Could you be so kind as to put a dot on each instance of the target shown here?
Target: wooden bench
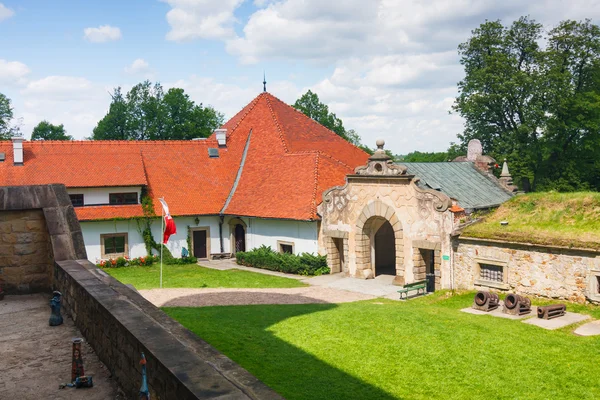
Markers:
(420, 285)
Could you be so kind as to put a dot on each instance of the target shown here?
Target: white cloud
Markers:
(12, 72)
(5, 12)
(201, 19)
(138, 66)
(104, 33)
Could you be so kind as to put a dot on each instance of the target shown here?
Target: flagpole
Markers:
(162, 226)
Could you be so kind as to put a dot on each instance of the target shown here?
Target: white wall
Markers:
(100, 195)
(302, 234)
(268, 231)
(93, 229)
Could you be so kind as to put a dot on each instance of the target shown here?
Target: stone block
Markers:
(25, 249)
(55, 221)
(37, 225)
(62, 247)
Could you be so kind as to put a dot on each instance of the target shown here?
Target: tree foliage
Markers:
(310, 105)
(7, 127)
(537, 107)
(146, 112)
(47, 131)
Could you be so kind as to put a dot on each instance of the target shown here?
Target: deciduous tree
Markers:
(538, 107)
(47, 131)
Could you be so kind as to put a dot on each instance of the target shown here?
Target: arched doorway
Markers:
(384, 246)
(239, 235)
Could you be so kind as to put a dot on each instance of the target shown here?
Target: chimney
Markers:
(221, 135)
(18, 150)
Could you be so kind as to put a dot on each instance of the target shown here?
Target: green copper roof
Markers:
(461, 181)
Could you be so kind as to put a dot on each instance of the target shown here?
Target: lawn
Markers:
(561, 219)
(195, 276)
(381, 349)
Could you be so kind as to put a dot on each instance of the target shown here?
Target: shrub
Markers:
(144, 261)
(264, 257)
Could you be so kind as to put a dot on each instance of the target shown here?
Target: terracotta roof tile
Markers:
(290, 161)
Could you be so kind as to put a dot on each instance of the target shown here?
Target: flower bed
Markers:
(264, 257)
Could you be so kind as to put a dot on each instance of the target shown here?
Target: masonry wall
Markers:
(529, 269)
(25, 252)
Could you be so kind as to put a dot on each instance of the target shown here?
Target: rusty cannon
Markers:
(486, 301)
(553, 311)
(516, 305)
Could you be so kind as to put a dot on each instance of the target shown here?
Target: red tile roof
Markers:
(92, 213)
(290, 161)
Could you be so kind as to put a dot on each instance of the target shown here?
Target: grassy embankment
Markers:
(558, 219)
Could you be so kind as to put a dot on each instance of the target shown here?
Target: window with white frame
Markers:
(285, 247)
(114, 245)
(491, 273)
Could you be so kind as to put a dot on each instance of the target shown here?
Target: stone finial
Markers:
(474, 150)
(506, 178)
(505, 172)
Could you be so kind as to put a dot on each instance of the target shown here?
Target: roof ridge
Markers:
(253, 104)
(279, 128)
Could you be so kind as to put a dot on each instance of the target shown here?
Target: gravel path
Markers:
(227, 297)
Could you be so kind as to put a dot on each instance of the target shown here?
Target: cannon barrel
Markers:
(486, 301)
(552, 311)
(512, 300)
(516, 305)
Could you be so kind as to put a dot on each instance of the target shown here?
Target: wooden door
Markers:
(200, 244)
(240, 238)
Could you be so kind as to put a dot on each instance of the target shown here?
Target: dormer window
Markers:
(122, 198)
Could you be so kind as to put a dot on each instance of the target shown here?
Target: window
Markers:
(285, 247)
(76, 200)
(122, 198)
(114, 245)
(494, 273)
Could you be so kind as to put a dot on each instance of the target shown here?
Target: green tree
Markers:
(47, 131)
(539, 108)
(7, 127)
(310, 105)
(147, 113)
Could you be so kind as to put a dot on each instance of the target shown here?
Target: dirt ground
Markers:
(35, 357)
(228, 297)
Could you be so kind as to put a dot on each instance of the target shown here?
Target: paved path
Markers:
(35, 357)
(323, 289)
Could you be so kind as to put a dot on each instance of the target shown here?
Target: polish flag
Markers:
(170, 227)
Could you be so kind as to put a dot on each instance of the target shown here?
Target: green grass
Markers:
(381, 349)
(195, 276)
(560, 219)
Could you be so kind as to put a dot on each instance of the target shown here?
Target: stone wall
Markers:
(25, 252)
(552, 272)
(115, 320)
(120, 324)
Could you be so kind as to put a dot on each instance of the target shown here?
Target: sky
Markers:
(388, 68)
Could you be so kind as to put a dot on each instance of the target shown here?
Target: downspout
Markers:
(232, 191)
(221, 218)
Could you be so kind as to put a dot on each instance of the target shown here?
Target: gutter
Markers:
(233, 188)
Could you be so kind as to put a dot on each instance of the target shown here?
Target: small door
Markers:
(200, 244)
(240, 238)
(430, 270)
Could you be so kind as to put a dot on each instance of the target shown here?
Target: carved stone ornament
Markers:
(380, 164)
(440, 201)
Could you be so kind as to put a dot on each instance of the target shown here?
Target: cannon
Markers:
(516, 305)
(553, 311)
(486, 301)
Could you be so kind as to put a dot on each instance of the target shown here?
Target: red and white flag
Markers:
(170, 227)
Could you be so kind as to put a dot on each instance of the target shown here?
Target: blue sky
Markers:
(388, 68)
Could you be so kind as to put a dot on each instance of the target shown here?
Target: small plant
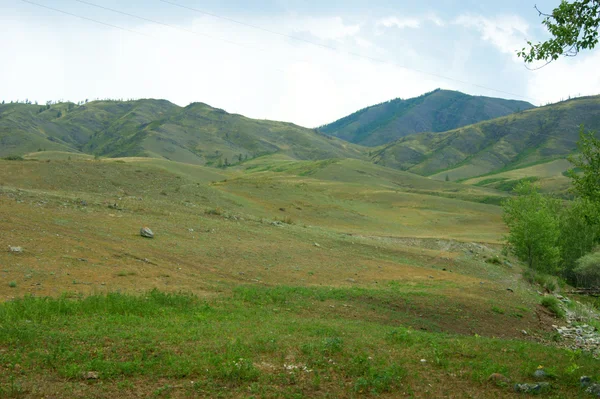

◆ **Work instructions**
For the string "wall", filter the data and copy out each line where it occurs.

◆ **Written solution**
Target: white wall
Target: masonry wall
Target: stone wall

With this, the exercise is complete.